• _WHAT THE TASK ASKS_
Move the lines starting with the one containing "Guideline: mark the front door" and going on through the one containing "[[60, 162], [418, 200]]" into a fresh copy. Add 132 to every point coordinate in the answers only, and keep everything else unchanged.

[Dataset entries]
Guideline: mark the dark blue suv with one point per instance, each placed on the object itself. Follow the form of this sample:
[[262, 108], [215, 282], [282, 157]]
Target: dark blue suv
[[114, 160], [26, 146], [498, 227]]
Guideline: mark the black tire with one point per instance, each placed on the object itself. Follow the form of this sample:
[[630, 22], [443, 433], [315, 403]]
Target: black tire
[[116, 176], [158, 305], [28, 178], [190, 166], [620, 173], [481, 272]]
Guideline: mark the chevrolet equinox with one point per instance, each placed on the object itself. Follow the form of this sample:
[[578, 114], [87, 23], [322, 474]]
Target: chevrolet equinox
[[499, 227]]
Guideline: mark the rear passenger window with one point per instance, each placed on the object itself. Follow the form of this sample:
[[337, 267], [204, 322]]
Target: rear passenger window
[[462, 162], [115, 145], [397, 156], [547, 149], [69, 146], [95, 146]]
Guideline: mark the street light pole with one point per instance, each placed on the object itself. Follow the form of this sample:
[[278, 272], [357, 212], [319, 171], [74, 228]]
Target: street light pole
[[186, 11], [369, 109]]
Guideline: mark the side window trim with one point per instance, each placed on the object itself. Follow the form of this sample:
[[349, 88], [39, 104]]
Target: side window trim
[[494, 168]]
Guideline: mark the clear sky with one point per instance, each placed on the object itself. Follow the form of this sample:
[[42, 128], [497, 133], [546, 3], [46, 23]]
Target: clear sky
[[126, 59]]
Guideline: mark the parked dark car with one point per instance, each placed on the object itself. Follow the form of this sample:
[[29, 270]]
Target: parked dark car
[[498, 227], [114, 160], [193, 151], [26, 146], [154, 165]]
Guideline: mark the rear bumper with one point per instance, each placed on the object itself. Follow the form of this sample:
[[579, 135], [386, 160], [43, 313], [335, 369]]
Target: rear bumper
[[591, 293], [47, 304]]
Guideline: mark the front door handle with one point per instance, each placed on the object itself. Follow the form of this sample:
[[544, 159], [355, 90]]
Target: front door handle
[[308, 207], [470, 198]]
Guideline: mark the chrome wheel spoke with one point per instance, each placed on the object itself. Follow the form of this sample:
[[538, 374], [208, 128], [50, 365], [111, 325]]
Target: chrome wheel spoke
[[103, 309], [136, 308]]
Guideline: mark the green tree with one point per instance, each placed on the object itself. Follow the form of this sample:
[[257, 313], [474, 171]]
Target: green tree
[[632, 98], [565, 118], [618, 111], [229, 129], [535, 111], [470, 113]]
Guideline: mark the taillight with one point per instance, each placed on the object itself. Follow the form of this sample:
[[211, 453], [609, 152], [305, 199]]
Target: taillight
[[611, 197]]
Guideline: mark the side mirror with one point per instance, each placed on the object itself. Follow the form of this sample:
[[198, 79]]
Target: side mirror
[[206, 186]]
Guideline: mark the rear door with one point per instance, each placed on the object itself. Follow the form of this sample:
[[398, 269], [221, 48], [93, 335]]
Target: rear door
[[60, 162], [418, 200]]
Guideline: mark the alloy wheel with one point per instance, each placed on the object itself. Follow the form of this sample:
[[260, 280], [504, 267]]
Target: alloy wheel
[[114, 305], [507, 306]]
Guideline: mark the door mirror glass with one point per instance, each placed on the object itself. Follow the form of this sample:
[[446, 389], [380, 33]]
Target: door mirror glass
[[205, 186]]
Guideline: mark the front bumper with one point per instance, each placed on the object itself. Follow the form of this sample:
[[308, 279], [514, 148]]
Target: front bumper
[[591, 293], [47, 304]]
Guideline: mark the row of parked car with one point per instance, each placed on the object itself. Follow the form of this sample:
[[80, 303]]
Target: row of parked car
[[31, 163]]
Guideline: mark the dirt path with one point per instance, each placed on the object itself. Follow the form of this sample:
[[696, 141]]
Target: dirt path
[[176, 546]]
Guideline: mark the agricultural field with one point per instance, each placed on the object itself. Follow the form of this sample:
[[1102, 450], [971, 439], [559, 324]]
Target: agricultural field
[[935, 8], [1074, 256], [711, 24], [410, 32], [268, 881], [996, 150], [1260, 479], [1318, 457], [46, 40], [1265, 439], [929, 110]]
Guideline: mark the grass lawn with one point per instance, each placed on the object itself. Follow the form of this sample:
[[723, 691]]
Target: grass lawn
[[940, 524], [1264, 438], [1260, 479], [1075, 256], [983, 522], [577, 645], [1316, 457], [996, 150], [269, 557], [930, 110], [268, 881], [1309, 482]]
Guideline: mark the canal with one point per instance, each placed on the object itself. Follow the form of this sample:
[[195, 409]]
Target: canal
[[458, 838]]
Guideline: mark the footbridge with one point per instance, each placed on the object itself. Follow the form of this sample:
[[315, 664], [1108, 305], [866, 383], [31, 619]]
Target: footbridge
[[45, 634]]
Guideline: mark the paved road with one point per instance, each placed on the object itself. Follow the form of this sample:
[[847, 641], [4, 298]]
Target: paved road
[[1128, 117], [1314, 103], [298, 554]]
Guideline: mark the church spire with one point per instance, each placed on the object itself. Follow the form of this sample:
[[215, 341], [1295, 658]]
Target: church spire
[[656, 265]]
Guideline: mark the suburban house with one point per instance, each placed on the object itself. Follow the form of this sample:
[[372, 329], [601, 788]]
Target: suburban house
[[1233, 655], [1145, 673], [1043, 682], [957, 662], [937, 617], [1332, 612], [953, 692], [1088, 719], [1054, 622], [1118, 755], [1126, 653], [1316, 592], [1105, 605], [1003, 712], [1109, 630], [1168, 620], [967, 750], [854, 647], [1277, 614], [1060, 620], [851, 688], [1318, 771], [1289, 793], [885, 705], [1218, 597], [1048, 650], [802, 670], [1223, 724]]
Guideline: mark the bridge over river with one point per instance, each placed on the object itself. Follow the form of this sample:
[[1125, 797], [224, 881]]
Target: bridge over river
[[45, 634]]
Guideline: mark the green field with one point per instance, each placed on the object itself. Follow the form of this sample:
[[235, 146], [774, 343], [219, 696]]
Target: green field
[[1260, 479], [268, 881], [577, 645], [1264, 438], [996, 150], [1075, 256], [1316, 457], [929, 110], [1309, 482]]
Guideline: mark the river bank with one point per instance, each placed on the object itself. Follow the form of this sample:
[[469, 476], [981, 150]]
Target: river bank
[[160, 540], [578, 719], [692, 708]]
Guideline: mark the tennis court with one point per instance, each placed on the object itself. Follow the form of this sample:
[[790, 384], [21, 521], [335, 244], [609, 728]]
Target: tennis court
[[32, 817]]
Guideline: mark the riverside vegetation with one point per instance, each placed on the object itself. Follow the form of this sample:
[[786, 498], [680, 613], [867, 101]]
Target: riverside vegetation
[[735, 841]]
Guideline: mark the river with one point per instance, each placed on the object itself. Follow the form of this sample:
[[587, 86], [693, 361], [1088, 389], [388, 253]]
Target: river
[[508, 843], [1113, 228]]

• _EXERCISE RESULT_
Guideline: mark the front door handle with one point per instance, each placed on the object itself. Follow the form of this sample:
[[544, 159], [355, 90]]
Target: front door handle
[[440, 339], [602, 330]]
Guideline: mark the chrome wheel spoke with one point per instance, each placed on the object itself. Follow the form of this sample:
[[538, 374], [208, 128], [50, 365], [111, 325]]
Target: chrome wheel spoke
[[235, 441], [268, 440]]
Guideline: mark the green tree with one point per instance, each placed on the object itself. Follow the form of this sample:
[[257, 313], [474, 171]]
Target: green tree
[[764, 230], [697, 250], [750, 243], [361, 261], [667, 243], [602, 245]]
Guideline: mark the taillight with one point per instance, each placed on the object itself. Follow the form of this sample:
[[211, 453], [609, 152], [305, 199]]
Target: taillight
[[743, 329]]
Guideline: mark the side mirror with one point per instance, each placed on the object itself. Follow the form of this sample:
[[198, 79]]
Target: side mirror
[[338, 318]]
Guideline: mark the rear door with one point per instance, each placed on the object itself. Follow the form of this sample:
[[398, 269], [221, 48], [93, 335]]
Target: rear door
[[192, 294], [550, 332]]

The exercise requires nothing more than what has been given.